* **EXERCICE ÉCRIT**
Extrayez des items ci-dessous chaque ligne contenant le mot « photo ».

* **DONNÉES EXTRAITES**
--------------------------------

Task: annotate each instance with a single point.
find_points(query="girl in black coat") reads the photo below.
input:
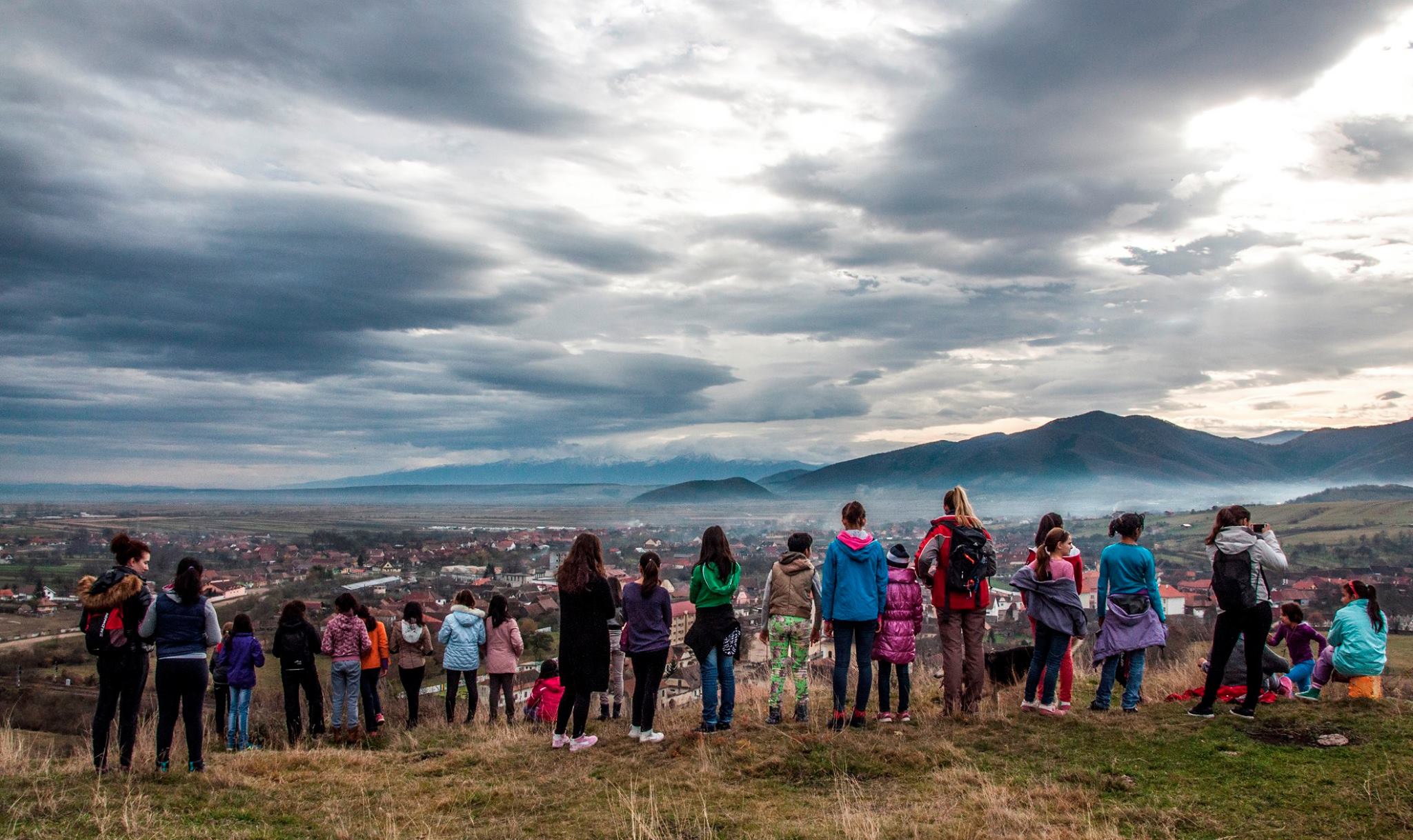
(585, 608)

--------------------------------

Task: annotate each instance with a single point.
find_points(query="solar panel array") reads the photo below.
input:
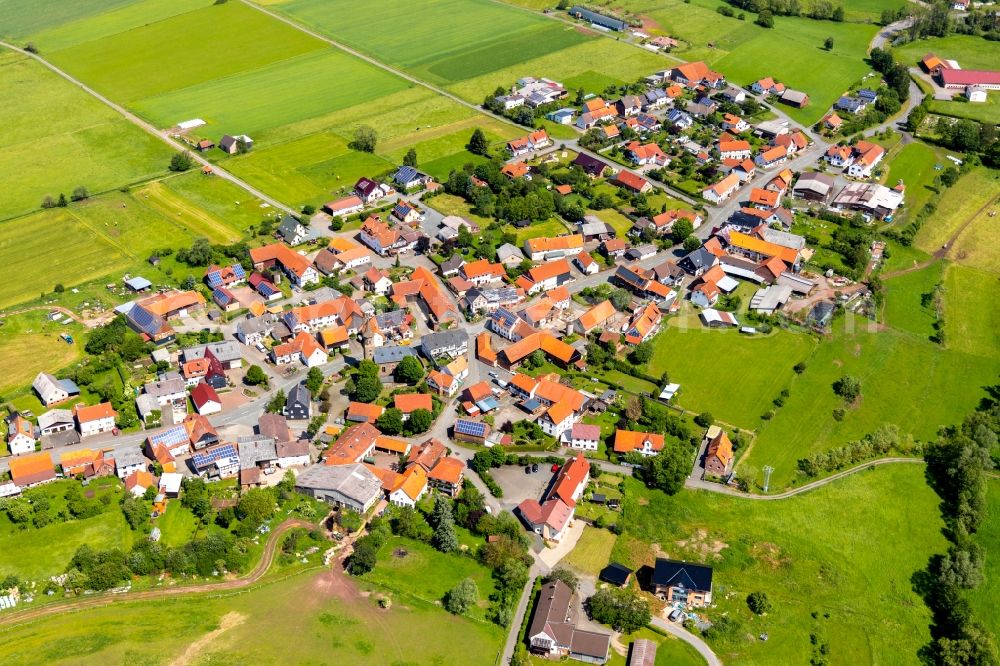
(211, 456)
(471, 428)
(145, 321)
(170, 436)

--------------------------------

* **RÉSULTAT DE L'EXERCICE**
find_points(query="girl in black coat") reads the photo below.
find_points(query="solar panel array") reads the photo below.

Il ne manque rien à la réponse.